start Material for the task

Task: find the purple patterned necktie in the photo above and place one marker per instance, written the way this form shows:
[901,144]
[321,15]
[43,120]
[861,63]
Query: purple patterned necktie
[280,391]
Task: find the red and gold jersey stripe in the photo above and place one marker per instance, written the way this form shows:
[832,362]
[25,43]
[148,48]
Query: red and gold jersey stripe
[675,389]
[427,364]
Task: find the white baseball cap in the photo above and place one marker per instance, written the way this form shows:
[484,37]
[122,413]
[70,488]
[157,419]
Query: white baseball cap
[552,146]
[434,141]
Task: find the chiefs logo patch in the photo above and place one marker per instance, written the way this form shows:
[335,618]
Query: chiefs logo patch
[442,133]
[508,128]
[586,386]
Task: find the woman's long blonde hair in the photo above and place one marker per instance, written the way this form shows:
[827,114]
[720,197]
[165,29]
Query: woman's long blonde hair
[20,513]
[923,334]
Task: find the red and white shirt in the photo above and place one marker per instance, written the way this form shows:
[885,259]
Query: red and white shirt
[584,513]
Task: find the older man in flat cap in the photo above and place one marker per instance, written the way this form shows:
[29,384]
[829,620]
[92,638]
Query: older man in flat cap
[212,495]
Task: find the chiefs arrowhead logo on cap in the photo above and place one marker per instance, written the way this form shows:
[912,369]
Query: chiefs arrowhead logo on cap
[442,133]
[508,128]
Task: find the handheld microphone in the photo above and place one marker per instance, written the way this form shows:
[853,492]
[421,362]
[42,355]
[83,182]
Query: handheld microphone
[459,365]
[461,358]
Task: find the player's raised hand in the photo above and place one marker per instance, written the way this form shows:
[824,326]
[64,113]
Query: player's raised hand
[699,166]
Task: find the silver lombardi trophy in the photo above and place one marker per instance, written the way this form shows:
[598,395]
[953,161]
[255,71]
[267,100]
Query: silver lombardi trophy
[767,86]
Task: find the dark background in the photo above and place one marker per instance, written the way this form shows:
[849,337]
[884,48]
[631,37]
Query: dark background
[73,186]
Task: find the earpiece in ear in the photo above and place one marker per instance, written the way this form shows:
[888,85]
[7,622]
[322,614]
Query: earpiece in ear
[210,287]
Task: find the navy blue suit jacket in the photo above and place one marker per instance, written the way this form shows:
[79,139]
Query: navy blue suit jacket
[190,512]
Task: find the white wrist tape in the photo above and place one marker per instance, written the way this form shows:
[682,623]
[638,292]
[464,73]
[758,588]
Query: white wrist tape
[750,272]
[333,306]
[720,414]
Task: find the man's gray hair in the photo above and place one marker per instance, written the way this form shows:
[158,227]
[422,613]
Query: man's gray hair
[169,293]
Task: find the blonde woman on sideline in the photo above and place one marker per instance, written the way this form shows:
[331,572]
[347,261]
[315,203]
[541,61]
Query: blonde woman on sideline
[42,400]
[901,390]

end Material for the task

» Do this
Copy all of the material above word for word, from the first line to the last.

» Full answer
Task: find the purple patterned necktie in the photo above and place one marker per instance, written the way this form shows:
[901,144]
[321,15]
[43,120]
[861,63]
Query: purple patterned necktie
[280,391]
Task: find the red and gold jersey stripe in the photo above and place one marker per instance, written the way this form shows:
[832,362]
[25,43]
[148,48]
Query: red and gold jersey stripe
[675,389]
[427,364]
Task: find the white baseball cap in the photo above and place one marker per instance, written the way this form shows:
[484,37]
[122,413]
[70,488]
[157,419]
Query: white baseball cap
[552,146]
[434,141]
Task: find the chiefs logo patch in the photo above and place one marker per instance, written the way this form shows:
[335,618]
Query: chiefs logo patch
[442,133]
[508,128]
[586,386]
Task: find the woman's long blonde hair in the photo above and place one marker per instance, written the way this form shows:
[827,114]
[720,197]
[165,29]
Query: woman's long blonde hair
[20,513]
[923,334]
Task: find the red and white shirt in the photo above and place one marker per instance, written the way this form shows:
[885,259]
Query: red and white shirt
[584,513]
Task: find the older man in flat cap in the photo above and place one marker per instance, written the way this form shows:
[29,384]
[829,620]
[92,638]
Query: older man in flat cap
[212,495]
Task: find the chiefs arrowhead logo on cap in the photo above and place one marker per instance, written the way this form shows:
[912,369]
Query: chiefs arrowhead logo on cap
[442,133]
[508,128]
Task: find the handheld microphone in the photo above and place one marker per instance, written the way this form shows:
[853,492]
[421,362]
[42,355]
[83,182]
Query: handheld microphone
[459,365]
[461,358]
Task: find the player's raised hand in the photo above and place one marker per instance, written the way this form shows:
[824,326]
[64,113]
Query: player's raised hand
[699,166]
Task: find the silver lombardi trophy in the photo above and place one marker per instance, written the way this form shows:
[598,395]
[953,161]
[255,71]
[267,100]
Query: silver lombardi trophy
[767,86]
Task: find the dark background in the photo above and place one marker per instance, written the way this form shows:
[849,337]
[884,48]
[631,37]
Query: dark background
[73,186]
Task: find the earpiece in ear in the photo above and place one marker per instance, written the way this form shows:
[888,85]
[7,622]
[322,614]
Query: earpiece in ear
[210,287]
Task: find the navy blue suit jacket in the photo above and place one marker per instance, written the way this form shows:
[79,139]
Query: navy blue suit jacket
[190,512]
Task: find the white wrist tape in the photo above and place one marker per instance, written the way this form shows:
[682,623]
[638,292]
[464,73]
[758,588]
Query: white wrist tape
[750,272]
[333,306]
[720,414]
Task: find the man's gray hair in the photo above and place one marker per instance, written the way this form shows:
[158,227]
[422,613]
Query: man's gray hair
[169,293]
Task: find the blonde woman on sideline in the photo above and place one marker per instance, written the way this form shows:
[331,572]
[347,261]
[315,203]
[541,61]
Query: blonde woman on sideline
[42,400]
[901,390]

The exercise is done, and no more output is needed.